Challenge: Report how many lines in the records below contain the string "coordinates". Give only the number.

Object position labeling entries
* START *

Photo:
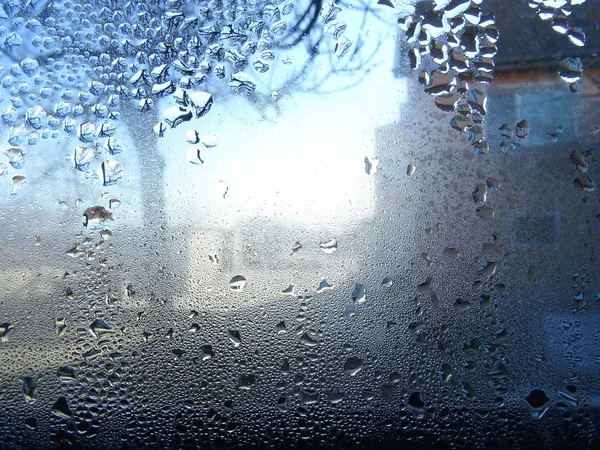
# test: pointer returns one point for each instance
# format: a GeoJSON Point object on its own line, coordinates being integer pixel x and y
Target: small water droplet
{"type": "Point", "coordinates": [353, 365]}
{"type": "Point", "coordinates": [238, 283]}
{"type": "Point", "coordinates": [329, 246]}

* END *

Response: 4